Work to be completed :: Copy out the records word for word, starting at the line with "task | place one marker on every instance of the potted" and ending at the line with "42), (7, 123)]", both lines included.

Data in this exercise ::
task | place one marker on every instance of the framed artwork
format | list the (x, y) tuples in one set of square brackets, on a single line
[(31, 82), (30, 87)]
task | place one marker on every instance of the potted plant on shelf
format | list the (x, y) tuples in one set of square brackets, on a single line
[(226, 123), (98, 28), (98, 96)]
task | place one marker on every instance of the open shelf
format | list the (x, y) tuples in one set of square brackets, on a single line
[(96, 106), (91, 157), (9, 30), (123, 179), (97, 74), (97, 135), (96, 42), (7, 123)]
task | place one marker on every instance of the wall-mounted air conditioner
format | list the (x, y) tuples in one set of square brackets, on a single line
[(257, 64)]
---
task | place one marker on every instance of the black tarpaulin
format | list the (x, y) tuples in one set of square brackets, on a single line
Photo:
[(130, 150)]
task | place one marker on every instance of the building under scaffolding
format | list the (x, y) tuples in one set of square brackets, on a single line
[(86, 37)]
---
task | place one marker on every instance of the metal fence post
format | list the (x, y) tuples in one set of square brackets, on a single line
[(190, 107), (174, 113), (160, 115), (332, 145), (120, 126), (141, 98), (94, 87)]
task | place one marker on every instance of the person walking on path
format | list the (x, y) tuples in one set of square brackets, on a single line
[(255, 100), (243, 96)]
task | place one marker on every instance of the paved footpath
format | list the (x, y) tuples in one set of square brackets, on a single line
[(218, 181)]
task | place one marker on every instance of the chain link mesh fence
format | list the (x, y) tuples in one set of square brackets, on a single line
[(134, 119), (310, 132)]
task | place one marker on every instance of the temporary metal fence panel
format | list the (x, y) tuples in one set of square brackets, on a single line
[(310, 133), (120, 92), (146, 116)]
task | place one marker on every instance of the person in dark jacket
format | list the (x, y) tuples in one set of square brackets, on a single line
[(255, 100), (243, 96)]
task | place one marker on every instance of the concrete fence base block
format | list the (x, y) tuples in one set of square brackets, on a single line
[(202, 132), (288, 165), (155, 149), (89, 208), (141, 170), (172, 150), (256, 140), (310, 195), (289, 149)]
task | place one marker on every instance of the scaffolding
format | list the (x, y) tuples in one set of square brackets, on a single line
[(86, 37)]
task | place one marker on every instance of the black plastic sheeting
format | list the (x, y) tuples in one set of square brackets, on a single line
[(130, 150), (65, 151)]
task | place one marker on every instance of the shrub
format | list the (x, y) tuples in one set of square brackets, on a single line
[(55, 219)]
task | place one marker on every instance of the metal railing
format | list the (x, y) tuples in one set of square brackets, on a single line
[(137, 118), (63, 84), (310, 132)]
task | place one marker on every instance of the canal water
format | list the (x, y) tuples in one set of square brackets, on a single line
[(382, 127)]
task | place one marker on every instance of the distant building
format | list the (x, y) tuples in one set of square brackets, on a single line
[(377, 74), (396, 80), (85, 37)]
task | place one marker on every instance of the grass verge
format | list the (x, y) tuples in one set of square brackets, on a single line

Answer to this exercise ::
task | place one marker on every instance of the potted plant on shelf
format | list the (x, y) tuples in one set of square brackets, on a single line
[(226, 123), (98, 28), (98, 96)]
task | place one marker on every instance of the open shelf
format | list the (x, y) tuples in one set of square brackets, on a single line
[(96, 106), (91, 157), (9, 30), (123, 179), (97, 74), (97, 135), (96, 42), (7, 123)]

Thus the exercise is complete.